Image point labeling lines:
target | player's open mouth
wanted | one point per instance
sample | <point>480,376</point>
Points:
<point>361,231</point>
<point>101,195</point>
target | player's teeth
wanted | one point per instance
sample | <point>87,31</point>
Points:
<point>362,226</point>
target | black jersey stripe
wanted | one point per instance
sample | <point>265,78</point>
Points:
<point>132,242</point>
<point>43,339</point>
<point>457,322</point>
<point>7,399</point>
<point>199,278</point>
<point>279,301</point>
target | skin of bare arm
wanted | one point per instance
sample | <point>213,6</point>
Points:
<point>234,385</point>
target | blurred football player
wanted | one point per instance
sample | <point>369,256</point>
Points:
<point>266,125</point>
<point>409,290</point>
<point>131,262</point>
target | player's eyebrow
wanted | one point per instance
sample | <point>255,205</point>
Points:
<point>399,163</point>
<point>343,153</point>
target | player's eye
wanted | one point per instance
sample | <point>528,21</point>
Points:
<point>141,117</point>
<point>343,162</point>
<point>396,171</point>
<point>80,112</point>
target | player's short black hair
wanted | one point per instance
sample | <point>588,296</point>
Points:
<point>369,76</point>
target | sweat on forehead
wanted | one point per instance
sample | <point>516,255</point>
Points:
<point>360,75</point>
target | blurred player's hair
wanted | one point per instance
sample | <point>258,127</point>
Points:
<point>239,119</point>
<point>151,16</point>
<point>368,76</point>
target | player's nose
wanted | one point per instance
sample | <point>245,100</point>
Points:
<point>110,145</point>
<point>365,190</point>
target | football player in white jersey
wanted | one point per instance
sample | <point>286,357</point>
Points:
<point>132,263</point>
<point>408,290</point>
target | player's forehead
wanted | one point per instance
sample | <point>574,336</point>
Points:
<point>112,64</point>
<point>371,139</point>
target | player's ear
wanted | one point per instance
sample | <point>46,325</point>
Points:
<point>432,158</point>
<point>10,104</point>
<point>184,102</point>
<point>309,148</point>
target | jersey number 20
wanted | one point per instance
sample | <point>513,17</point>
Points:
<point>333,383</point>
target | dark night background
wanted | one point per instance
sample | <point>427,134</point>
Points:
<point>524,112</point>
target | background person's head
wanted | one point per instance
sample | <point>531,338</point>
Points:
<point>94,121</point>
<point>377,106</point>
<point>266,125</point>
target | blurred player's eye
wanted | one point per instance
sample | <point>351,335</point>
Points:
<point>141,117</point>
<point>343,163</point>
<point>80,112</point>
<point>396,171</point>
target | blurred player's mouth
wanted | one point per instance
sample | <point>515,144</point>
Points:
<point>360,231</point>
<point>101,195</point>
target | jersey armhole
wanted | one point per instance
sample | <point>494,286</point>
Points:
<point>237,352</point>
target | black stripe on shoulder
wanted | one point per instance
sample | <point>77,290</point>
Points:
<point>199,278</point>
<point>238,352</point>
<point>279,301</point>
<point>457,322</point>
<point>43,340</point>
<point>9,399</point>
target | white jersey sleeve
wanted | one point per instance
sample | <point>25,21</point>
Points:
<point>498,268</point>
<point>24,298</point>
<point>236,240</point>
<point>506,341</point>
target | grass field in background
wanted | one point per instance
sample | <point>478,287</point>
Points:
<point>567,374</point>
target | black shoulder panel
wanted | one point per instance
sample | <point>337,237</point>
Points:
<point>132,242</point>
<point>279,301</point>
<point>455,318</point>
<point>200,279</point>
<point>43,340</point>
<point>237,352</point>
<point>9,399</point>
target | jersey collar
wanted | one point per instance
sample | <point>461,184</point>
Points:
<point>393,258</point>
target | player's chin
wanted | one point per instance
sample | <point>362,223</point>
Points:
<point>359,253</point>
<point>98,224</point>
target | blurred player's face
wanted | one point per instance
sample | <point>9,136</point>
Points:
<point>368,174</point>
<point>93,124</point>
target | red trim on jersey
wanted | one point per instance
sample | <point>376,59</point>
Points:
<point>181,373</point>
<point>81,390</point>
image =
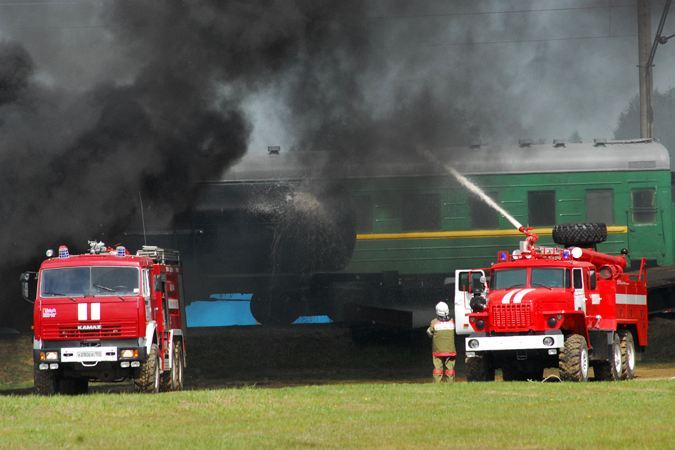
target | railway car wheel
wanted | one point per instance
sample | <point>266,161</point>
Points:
<point>149,379</point>
<point>611,369</point>
<point>46,382</point>
<point>579,234</point>
<point>479,368</point>
<point>573,359</point>
<point>627,355</point>
<point>270,310</point>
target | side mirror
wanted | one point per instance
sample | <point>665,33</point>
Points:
<point>28,286</point>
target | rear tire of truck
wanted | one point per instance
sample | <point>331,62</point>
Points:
<point>627,355</point>
<point>579,234</point>
<point>610,370</point>
<point>573,359</point>
<point>45,382</point>
<point>149,375</point>
<point>479,368</point>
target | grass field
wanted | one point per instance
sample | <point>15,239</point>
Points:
<point>636,414</point>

→ SET EXERCISE:
Update all the lines above so that each "one point per instance" becomes "a single point per instance", with everything else left as it is. Don't include the pictures in your answer.

→ THE COMPLETED TASK:
target | player's open mouth
wanted | a single point per instance
sample | <point>480,376</point>
Points:
<point>361,231</point>
<point>101,195</point>
target | player's teeth
wanted | a single point per instance
sample | <point>87,31</point>
Points:
<point>362,226</point>
target | black jersey stripe
wanted | a single point per instance
sample | <point>265,78</point>
Points:
<point>132,242</point>
<point>43,339</point>
<point>457,322</point>
<point>7,399</point>
<point>199,278</point>
<point>279,301</point>
target | skin of bare arm
wanted | a single point per instance
sample | <point>213,6</point>
Points:
<point>234,385</point>
target | blurred football player
wanted | a single point per instance
sample | <point>369,256</point>
Points:
<point>266,125</point>
<point>409,290</point>
<point>131,262</point>
target | player's eyebrow
wanted | a single point per instance
sample | <point>255,205</point>
Points:
<point>399,163</point>
<point>343,153</point>
target | player's eye
wanted | a single point per instance
sample | <point>528,21</point>
Points:
<point>141,117</point>
<point>343,162</point>
<point>396,171</point>
<point>80,112</point>
target | player's short black hair
wanted | a single point per instance
sample | <point>588,296</point>
Points:
<point>369,76</point>
target | sweat on forehead
wanted | a single point per instance
sample | <point>516,255</point>
Points:
<point>360,75</point>
target | blurred player's hair
wanted | a single point per instance
sample | <point>258,127</point>
Points:
<point>239,119</point>
<point>151,16</point>
<point>368,76</point>
target | player's nose
wanted | a single point per instance
sample | <point>245,100</point>
Points:
<point>110,145</point>
<point>365,190</point>
target | football player in white jersey
wanted | a single point per instance
sample | <point>286,357</point>
Points:
<point>132,263</point>
<point>408,290</point>
target | player's forehead
wanted | a single point per instance
sample | <point>574,336</point>
Points:
<point>112,64</point>
<point>371,139</point>
target | player's ear
wanted | a single point per instance
sample | <point>46,325</point>
Points:
<point>432,158</point>
<point>10,104</point>
<point>184,102</point>
<point>309,148</point>
target | jersey number 20
wanted | a single point per instance
sample | <point>513,17</point>
Points:
<point>333,383</point>
target | dark night background
wanted | a single point per instance
sample | <point>427,134</point>
Points:
<point>524,112</point>
target | background person's head
wanted | a single point per instance
sample | <point>531,338</point>
Points:
<point>94,121</point>
<point>377,106</point>
<point>266,125</point>
target | blurred player's eye
wanted | a single point per instance
sample | <point>351,335</point>
Points:
<point>141,117</point>
<point>343,163</point>
<point>80,112</point>
<point>396,171</point>
target | blurred player's mouth
wanted | a single point per instance
sample | <point>515,144</point>
Points:
<point>360,231</point>
<point>101,195</point>
target | jersey armhole
wanted | a single point per instance
sample | <point>494,286</point>
Points:
<point>237,352</point>
target | black stripe on shoulder
wanted | a single point per instance
sample | <point>77,290</point>
Points:
<point>199,278</point>
<point>238,352</point>
<point>279,301</point>
<point>457,322</point>
<point>43,340</point>
<point>9,399</point>
target | white jersey sleeve
wanted | a single point per instance
sample | <point>25,21</point>
Points:
<point>498,268</point>
<point>24,298</point>
<point>236,240</point>
<point>506,341</point>
target | grass field in background
wanted | a single point per instance
sample | <point>478,287</point>
Points:
<point>567,374</point>
target | black shoulder panel
wanted | a single point per instance
sample | <point>337,237</point>
Points:
<point>132,242</point>
<point>279,301</point>
<point>455,318</point>
<point>200,279</point>
<point>43,340</point>
<point>237,352</point>
<point>9,399</point>
target | jersey collar
wanted | a single point per instance
sample | <point>461,184</point>
Points:
<point>393,258</point>
target | player's chin
wanted | a single point per instance
sample | <point>362,223</point>
Points:
<point>359,253</point>
<point>98,224</point>
target | blurred player's face
wanted | a single point per instance
sample | <point>9,136</point>
Points:
<point>368,174</point>
<point>93,124</point>
target | red trim on jersey
wanted | a single point per instance
sample | <point>376,59</point>
Points:
<point>181,373</point>
<point>81,390</point>
image =
target | railway car wheel
wanted | a single point per instance
sample | <point>266,161</point>
Points:
<point>149,379</point>
<point>611,369</point>
<point>46,382</point>
<point>579,234</point>
<point>479,368</point>
<point>573,359</point>
<point>627,355</point>
<point>270,310</point>
target | side mirror
wanted | a single point per instance
sample | <point>665,33</point>
Points:
<point>28,286</point>
target | rear tire of truck
wanted | a single point per instance
sample | <point>331,62</point>
Points:
<point>627,355</point>
<point>579,234</point>
<point>610,370</point>
<point>573,359</point>
<point>45,382</point>
<point>149,375</point>
<point>479,368</point>
target | grass field
wanted | a single point per instance
sample | <point>15,239</point>
Points:
<point>636,414</point>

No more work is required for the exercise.